- [WHAT YOU WILL DO] Reproduce every one of the records below word for word, omitting the pictures.

##### MATERIAL FOR THIS TASK #####

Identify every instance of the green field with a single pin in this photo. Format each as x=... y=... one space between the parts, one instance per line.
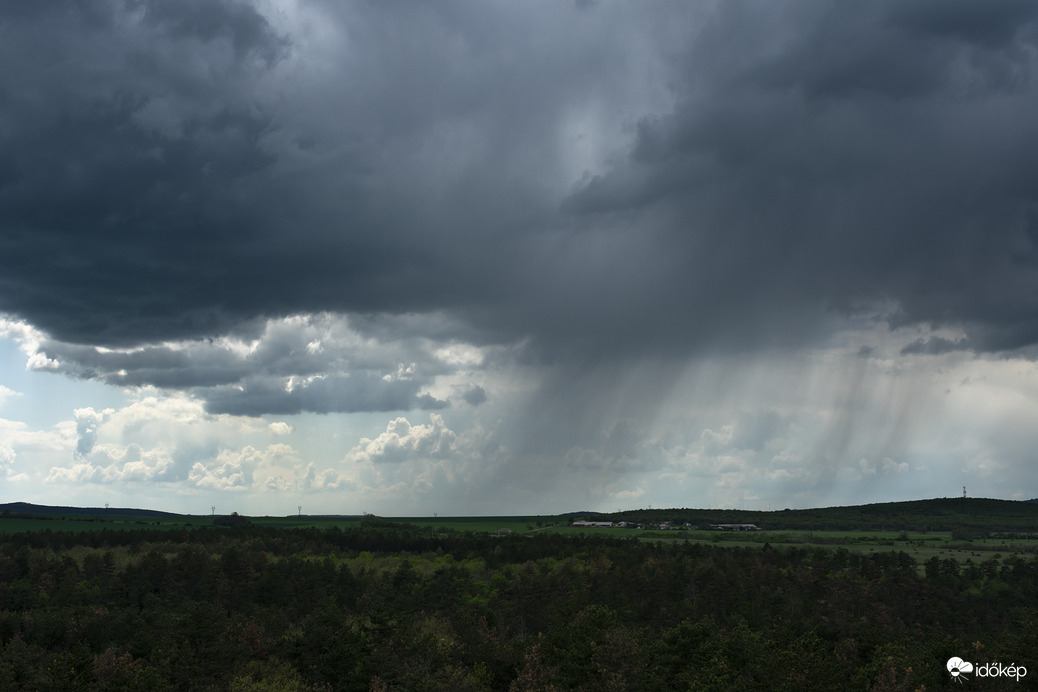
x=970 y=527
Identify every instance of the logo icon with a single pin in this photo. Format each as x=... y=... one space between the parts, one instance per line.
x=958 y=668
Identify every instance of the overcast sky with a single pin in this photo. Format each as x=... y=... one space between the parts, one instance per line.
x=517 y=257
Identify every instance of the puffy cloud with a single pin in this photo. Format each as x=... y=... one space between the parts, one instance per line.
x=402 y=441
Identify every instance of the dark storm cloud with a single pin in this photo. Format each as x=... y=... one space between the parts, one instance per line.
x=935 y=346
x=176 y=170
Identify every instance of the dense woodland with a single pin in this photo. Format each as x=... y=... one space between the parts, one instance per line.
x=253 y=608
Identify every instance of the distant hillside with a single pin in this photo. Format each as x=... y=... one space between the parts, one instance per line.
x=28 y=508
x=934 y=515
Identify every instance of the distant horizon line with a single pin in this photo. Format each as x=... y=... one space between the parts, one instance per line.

#####

- [ANSWER FOR THIS EXERCISE]
Identify every instance of the green field with a single pin in this photo. Format each as x=... y=... one space between the parts, one instance per line.
x=970 y=527
Identify every instance of the logo icon with a single pin in this photo. Format each as x=... y=... one space between the parts, one instance per line.
x=958 y=668
Identify every instance of the overcast sky with a single pin in this photo. Format each as x=... y=... one space between the parts, one instance per line.
x=517 y=257
Identify every instance of the puffy cloud with a single pin in this photo. Format each as x=... y=... one space between the parts, one instance per line.
x=402 y=441
Identify every instance of the dark storm cloud with a single pin in this photo. Format each as x=... y=... one space between the parts, one instance per line.
x=935 y=346
x=176 y=170
Identify every instance of the dense woodland with a single pin in this photo. Format each as x=... y=... one space between the parts, one instance per line.
x=253 y=608
Identify every instance of the distant hillside with a single pin in this photo. Format each as x=... y=... one space between the parts, one instance per line.
x=28 y=508
x=934 y=515
Identify every instance of the distant horizon line with a single pin in this photo. Format each as x=... y=... one space between the parts, one instance per line.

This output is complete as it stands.